=== What is being asked ===
Locate each line of the listing below that contains the string "shirt" and copy those lines out in full. The match is case-sensitive.

=== Entries provided ===
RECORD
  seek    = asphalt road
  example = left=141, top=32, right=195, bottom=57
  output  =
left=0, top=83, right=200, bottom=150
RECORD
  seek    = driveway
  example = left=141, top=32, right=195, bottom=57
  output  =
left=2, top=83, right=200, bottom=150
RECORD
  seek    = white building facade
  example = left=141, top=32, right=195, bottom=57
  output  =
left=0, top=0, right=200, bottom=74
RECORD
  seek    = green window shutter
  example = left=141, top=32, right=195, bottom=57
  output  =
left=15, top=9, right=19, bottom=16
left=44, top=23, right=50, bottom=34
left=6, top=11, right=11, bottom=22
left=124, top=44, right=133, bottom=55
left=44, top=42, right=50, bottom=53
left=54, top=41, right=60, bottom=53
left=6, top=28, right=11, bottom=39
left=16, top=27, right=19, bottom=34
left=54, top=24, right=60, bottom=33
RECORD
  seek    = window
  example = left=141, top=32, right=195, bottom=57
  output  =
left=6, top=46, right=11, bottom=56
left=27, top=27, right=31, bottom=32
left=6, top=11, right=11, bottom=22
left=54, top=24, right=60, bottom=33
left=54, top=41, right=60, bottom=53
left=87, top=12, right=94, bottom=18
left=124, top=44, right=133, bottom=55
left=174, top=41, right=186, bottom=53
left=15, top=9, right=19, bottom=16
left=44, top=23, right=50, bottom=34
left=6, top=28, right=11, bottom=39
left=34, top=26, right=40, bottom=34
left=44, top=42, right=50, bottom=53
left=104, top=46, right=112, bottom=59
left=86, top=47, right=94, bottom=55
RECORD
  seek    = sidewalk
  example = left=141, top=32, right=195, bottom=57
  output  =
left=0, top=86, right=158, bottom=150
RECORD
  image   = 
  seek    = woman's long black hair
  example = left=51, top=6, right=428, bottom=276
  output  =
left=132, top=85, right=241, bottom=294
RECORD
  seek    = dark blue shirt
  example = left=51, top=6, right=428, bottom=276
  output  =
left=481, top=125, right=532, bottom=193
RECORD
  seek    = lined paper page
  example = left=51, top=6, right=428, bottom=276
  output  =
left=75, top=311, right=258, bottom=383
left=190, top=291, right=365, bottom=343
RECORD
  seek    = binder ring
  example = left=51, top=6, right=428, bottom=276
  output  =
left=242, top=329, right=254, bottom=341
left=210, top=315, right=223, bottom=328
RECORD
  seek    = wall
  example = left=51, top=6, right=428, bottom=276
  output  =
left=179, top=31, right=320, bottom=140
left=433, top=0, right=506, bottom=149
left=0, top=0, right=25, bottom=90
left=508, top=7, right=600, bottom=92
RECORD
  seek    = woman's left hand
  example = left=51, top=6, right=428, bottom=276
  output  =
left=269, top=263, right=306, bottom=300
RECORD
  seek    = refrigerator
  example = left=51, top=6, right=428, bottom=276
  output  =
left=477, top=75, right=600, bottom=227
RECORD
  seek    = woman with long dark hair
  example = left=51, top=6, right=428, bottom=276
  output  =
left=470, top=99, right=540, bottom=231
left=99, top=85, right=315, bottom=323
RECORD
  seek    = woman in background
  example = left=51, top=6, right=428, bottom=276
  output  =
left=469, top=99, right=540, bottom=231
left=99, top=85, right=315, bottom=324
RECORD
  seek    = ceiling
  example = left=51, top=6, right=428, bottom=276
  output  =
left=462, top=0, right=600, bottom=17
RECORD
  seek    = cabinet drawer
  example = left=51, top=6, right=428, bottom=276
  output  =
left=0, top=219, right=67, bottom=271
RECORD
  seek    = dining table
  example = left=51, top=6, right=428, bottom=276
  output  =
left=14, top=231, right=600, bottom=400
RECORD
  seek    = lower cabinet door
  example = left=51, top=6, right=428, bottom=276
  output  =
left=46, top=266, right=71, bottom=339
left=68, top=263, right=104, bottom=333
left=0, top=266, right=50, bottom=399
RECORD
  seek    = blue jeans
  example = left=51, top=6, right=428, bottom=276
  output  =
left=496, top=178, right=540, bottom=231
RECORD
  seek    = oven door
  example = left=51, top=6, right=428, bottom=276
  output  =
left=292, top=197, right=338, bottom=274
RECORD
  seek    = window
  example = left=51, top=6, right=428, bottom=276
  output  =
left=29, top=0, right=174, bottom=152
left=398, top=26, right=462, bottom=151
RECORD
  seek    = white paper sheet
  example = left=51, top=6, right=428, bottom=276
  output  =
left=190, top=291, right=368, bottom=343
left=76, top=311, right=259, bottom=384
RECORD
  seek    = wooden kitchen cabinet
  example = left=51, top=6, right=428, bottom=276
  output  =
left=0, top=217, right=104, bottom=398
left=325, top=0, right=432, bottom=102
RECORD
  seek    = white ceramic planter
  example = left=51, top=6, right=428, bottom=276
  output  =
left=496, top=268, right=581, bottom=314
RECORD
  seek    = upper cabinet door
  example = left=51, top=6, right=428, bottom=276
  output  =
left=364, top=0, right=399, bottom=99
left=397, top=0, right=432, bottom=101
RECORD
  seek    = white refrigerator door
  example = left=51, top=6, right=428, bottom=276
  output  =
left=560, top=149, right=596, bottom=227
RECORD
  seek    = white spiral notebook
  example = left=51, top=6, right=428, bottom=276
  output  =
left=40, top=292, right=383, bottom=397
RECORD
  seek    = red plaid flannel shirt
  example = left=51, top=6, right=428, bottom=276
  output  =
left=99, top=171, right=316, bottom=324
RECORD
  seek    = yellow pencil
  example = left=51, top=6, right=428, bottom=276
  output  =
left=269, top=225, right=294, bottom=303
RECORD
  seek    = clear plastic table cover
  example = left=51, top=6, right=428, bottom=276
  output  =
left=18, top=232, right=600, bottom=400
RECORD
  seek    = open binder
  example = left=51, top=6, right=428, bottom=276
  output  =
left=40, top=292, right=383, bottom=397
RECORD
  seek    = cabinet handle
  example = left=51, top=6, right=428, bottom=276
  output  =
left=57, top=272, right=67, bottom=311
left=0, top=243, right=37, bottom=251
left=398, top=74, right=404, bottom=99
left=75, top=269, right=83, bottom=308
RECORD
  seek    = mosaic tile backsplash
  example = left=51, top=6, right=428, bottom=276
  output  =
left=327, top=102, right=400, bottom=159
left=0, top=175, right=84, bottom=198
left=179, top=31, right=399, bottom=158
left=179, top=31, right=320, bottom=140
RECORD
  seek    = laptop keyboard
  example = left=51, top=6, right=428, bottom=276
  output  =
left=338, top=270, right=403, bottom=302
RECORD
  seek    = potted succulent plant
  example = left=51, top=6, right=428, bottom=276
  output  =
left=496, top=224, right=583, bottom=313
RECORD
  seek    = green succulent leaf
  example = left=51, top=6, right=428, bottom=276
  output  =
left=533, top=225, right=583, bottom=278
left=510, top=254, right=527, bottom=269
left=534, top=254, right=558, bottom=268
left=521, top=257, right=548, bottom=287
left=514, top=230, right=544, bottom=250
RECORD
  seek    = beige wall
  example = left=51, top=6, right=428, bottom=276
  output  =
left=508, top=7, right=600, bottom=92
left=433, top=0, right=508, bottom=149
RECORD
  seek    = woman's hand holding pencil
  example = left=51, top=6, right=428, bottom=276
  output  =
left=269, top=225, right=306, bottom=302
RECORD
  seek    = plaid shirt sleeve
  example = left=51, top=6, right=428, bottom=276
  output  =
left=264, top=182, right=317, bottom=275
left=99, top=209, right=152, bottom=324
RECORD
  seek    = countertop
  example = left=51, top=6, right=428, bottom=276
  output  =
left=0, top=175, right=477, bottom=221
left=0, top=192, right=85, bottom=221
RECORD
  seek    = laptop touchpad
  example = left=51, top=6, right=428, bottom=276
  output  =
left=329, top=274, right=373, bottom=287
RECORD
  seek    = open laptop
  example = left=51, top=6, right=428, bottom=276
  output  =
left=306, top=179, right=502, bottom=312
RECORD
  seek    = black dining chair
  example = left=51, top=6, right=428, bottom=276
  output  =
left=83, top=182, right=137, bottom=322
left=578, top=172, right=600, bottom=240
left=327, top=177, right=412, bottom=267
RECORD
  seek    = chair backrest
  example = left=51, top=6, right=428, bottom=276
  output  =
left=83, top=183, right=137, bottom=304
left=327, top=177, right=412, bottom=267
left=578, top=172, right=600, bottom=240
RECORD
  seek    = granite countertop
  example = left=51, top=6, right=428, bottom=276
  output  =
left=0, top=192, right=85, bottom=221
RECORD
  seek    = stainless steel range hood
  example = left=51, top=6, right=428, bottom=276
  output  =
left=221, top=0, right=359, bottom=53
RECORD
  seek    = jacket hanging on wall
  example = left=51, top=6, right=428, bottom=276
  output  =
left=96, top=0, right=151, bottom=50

=== Exercise solution ===
  seek    = dark blue shirt
  seek    = red plaid flannel shirt
  seek    = plaid shirt sleeve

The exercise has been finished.